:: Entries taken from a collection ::
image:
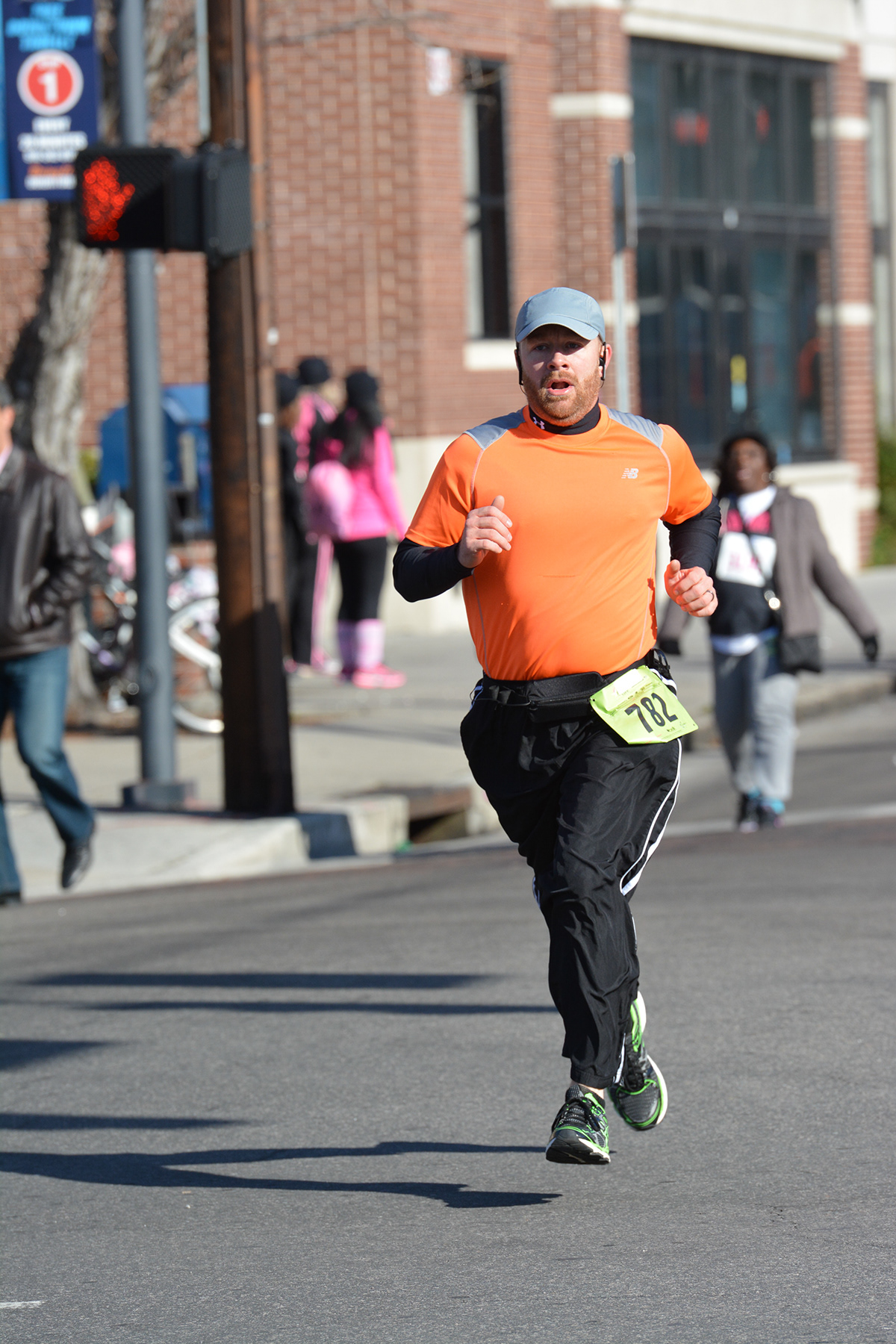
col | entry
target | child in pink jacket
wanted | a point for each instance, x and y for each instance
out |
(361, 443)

---

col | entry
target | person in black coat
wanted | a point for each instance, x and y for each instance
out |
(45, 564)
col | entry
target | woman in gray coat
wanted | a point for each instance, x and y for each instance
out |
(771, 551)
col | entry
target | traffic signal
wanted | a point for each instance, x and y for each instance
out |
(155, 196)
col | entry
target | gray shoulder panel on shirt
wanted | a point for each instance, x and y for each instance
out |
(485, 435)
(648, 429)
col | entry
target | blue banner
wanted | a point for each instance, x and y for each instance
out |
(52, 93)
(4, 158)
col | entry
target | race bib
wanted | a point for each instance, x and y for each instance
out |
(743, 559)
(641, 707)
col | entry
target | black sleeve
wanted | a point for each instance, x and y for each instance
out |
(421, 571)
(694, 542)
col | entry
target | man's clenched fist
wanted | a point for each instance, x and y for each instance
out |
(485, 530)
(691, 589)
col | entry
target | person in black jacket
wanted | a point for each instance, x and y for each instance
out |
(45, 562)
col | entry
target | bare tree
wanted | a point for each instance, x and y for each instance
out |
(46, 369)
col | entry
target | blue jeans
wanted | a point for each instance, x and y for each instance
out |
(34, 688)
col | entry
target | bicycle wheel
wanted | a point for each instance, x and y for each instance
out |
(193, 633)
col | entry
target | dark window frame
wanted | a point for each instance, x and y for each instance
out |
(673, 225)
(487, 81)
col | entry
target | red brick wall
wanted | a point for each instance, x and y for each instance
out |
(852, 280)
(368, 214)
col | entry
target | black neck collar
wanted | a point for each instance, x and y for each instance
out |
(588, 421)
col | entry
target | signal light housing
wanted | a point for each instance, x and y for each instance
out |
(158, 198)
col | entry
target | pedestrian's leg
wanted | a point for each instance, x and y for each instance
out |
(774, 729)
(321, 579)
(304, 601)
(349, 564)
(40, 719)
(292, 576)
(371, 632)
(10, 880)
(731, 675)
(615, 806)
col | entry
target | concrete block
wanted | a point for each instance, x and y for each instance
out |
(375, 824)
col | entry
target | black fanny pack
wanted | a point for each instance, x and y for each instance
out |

:: AIM OF THE EXERCISE ::
All the lines that hold the word "coat" must appear in the answer, copied from the records.

:: YOUR RESPONSE ::
target | person in black coat
target | woman in gray coat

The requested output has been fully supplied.